The problem:
Render the material below as a JSON list of strings, one string per line and no blank lines, covering only the lines from the one holding "tag the vertical metal pole" through the one holding "(1164, 739)", inclusive.

Supplied records:
[Begin]

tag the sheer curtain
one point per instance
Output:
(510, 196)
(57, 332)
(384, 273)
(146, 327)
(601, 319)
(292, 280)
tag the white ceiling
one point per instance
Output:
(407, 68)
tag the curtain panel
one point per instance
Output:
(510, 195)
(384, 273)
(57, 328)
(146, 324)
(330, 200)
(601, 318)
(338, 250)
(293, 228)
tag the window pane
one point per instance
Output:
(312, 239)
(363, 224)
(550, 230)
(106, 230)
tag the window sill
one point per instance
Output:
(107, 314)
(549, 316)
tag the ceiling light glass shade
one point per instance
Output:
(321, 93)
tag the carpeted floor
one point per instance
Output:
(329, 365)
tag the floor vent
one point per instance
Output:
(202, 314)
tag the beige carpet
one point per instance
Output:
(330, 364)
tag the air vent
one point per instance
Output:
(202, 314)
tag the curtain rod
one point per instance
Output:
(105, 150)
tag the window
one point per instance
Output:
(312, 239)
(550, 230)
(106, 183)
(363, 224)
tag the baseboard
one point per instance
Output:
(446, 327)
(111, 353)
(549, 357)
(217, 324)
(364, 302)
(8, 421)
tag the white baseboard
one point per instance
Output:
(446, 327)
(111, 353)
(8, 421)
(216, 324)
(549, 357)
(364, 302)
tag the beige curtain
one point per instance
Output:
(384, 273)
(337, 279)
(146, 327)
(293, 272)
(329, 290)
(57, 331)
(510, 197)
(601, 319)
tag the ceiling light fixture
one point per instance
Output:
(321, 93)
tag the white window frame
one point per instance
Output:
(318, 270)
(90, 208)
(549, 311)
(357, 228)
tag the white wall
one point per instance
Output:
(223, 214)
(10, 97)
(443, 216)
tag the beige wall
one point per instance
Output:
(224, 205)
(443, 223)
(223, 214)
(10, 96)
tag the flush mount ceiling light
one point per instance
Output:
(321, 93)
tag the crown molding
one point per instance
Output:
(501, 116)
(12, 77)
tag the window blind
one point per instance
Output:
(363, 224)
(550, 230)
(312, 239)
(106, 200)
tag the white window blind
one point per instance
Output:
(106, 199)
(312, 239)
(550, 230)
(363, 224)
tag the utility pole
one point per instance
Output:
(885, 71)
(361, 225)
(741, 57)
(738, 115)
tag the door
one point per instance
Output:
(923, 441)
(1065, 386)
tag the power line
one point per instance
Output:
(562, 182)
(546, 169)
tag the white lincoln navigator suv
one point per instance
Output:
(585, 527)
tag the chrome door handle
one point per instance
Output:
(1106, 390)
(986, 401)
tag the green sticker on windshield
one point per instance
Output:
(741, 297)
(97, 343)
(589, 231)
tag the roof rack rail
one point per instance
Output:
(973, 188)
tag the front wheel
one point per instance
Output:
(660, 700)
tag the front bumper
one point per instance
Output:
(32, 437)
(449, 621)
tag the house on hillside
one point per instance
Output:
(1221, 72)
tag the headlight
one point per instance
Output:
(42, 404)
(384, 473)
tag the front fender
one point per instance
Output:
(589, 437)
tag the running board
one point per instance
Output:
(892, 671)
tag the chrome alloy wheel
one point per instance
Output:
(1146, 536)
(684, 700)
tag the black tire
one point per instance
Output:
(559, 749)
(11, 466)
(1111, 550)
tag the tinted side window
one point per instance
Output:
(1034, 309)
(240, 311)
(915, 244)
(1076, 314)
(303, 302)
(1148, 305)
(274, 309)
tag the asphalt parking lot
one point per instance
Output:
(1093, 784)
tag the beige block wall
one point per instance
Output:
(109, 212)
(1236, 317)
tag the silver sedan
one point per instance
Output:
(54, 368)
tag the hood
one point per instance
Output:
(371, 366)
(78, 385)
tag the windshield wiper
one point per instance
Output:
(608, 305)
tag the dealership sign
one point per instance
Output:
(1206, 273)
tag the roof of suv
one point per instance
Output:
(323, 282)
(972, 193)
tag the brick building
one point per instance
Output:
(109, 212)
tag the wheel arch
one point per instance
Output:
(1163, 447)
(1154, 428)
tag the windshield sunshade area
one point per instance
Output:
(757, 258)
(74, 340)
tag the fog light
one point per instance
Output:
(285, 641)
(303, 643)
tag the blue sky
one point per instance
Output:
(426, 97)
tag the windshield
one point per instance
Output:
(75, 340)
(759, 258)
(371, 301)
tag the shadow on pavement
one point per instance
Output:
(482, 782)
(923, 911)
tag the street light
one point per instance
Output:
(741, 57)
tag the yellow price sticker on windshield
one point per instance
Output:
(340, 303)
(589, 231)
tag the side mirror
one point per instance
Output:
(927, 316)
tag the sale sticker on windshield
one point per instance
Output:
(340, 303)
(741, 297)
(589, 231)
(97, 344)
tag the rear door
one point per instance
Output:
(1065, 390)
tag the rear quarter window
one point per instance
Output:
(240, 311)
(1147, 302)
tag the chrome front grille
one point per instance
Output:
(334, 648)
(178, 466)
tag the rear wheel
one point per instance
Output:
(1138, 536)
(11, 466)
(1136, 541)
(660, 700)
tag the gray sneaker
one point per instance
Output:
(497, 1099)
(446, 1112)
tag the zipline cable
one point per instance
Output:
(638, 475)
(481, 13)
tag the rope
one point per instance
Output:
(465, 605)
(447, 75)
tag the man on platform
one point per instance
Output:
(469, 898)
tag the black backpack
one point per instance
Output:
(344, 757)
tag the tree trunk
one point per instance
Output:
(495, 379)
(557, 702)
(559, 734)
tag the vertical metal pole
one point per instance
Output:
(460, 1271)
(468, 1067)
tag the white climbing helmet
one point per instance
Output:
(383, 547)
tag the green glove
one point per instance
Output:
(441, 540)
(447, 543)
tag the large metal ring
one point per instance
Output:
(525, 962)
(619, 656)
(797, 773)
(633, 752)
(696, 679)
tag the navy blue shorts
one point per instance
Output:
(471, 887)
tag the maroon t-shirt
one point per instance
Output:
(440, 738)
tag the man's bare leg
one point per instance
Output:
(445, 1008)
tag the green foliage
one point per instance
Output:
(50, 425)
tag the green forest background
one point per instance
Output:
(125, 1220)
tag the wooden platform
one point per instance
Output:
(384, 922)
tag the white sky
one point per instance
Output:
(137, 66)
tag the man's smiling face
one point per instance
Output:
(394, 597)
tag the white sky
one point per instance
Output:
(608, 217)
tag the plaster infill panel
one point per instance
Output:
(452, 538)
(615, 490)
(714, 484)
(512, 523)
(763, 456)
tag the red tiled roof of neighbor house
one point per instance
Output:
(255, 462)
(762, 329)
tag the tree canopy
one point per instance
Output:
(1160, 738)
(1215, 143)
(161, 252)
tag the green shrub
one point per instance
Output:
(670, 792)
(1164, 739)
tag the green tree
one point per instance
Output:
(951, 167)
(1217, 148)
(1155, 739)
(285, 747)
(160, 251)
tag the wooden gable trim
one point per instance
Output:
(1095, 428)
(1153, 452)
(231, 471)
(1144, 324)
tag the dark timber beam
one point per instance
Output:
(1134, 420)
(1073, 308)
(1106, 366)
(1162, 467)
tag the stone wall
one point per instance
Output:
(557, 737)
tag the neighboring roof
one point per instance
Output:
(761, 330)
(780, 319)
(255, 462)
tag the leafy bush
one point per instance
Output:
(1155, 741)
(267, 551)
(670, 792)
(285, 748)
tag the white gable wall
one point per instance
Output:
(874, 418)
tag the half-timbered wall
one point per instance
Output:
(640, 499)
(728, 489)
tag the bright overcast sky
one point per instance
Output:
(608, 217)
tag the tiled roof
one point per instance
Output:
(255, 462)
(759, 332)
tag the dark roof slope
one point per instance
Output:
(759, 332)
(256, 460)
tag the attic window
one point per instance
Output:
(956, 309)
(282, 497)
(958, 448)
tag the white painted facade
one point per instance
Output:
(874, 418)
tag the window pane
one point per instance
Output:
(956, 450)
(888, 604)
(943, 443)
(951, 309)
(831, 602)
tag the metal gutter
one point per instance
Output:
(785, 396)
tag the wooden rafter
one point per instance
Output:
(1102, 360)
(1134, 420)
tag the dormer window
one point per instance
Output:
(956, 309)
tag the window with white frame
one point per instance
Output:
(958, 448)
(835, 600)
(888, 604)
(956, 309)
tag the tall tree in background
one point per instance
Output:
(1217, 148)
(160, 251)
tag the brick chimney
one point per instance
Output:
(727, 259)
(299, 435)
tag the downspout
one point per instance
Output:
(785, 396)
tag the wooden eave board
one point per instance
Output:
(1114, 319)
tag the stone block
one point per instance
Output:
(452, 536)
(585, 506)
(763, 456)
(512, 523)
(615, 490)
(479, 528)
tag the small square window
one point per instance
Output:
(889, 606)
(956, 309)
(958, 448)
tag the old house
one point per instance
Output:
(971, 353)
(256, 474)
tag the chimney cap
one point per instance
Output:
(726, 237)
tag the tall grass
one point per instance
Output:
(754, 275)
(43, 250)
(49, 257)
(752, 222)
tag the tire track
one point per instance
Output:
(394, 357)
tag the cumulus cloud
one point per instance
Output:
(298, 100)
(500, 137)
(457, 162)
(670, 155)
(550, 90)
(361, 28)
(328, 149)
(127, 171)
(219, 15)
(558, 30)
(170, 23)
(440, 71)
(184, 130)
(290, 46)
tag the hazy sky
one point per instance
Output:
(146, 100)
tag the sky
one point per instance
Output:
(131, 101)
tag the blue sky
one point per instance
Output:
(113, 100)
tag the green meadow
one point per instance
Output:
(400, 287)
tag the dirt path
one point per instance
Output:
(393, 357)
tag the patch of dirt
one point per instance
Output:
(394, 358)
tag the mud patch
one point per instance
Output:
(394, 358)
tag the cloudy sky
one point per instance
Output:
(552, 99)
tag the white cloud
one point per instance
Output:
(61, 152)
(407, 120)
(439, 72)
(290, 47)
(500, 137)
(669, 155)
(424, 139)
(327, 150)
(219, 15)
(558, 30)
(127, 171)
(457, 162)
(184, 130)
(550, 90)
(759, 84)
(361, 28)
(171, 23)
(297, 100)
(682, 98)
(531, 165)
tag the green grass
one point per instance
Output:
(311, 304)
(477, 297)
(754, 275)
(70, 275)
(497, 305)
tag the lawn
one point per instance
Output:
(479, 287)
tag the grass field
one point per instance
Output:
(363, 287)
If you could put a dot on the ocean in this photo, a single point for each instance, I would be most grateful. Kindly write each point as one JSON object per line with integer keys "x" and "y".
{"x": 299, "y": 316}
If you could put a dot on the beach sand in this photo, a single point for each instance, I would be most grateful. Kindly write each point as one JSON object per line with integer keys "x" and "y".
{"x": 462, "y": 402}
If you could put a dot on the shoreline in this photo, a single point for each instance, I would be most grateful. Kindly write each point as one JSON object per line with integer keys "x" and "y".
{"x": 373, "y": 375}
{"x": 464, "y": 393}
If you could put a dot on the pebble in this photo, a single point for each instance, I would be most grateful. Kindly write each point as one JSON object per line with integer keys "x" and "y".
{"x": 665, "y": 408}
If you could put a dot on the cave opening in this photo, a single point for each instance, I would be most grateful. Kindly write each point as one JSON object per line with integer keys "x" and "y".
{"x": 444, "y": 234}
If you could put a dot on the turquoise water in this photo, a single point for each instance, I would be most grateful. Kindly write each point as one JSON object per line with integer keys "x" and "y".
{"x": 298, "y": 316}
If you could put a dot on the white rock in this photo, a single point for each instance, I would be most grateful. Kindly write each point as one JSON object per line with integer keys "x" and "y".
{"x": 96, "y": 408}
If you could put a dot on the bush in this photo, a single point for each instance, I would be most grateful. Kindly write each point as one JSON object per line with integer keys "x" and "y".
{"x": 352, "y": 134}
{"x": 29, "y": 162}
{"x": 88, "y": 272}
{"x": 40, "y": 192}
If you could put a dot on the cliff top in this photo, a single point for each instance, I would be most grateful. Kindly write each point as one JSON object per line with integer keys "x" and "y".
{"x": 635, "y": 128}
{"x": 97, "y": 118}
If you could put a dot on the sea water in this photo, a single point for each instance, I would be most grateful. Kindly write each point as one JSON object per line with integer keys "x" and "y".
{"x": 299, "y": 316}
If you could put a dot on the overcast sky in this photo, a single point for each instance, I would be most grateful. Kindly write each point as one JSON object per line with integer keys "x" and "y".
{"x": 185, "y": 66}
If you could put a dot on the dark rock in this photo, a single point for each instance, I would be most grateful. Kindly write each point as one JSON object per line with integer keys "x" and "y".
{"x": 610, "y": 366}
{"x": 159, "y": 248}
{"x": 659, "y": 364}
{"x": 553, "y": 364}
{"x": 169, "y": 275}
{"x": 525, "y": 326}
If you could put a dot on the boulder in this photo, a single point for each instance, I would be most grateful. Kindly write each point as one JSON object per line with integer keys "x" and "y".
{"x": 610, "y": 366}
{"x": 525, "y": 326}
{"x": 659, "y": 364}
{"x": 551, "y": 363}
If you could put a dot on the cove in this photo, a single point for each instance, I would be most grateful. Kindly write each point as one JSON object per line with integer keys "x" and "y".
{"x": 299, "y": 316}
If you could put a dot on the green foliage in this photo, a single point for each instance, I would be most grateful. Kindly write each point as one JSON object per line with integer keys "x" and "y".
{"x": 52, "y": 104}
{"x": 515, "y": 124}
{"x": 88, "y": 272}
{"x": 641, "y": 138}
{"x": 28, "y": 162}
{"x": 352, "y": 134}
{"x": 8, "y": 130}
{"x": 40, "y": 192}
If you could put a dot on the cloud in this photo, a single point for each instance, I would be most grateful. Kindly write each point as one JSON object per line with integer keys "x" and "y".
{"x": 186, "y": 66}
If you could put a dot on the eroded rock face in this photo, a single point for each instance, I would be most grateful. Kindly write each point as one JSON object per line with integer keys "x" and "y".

[End]

Response:
[
  "tag the vertical metal pole",
  "one point per instance",
  "Output:",
  "(460, 1271)",
  "(468, 1067)",
  "tag the white climbing helmet",
  "one point per instance",
  "Output:",
  "(383, 547)",
  "tag the green glove",
  "one point per instance",
  "Output:",
  "(441, 540)",
  "(447, 543)",
  "tag the large metal ring",
  "one point per instance",
  "Output:",
  "(525, 962)",
  "(619, 656)",
  "(797, 773)",
  "(633, 752)",
  "(696, 679)",
  "tag the navy blue shorts",
  "one point per instance",
  "Output:",
  "(471, 887)",
  "tag the maroon t-shirt",
  "one point per instance",
  "Output:",
  "(440, 738)",
  "tag the man's bare leg",
  "one point per instance",
  "Output:",
  "(445, 1008)",
  "tag the green foliage",
  "one point per instance",
  "Output:",
  "(50, 425)",
  "tag the green forest background",
  "one point per instance",
  "Output:",
  "(125, 1220)",
  "tag the wooden platform",
  "one point per instance",
  "Output:",
  "(384, 922)",
  "tag the white sky",
  "one point per instance",
  "Output:",
  "(137, 66)",
  "tag the man's smiling face",
  "one point per instance",
  "Output:",
  "(394, 597)",
  "tag the white sky",
  "one point per instance",
  "Output:",
  "(608, 217)",
  "tag the plaster infill panel",
  "one point per instance",
  "Output:",
  "(452, 538)",
  "(615, 490)",
  "(714, 484)",
  "(512, 523)",
  "(763, 456)",
  "tag the red tiled roof of neighbor house",
  "one point per instance",
  "Output:",
  "(255, 462)",
  "(762, 329)",
  "tag the tree canopy",
  "one point per instance",
  "Output:",
  "(1160, 738)",
  "(1215, 143)",
  "(161, 252)",
  "tag the green shrub",
  "one point per instance",
  "Output:",
  "(670, 792)",
  "(1164, 739)"
]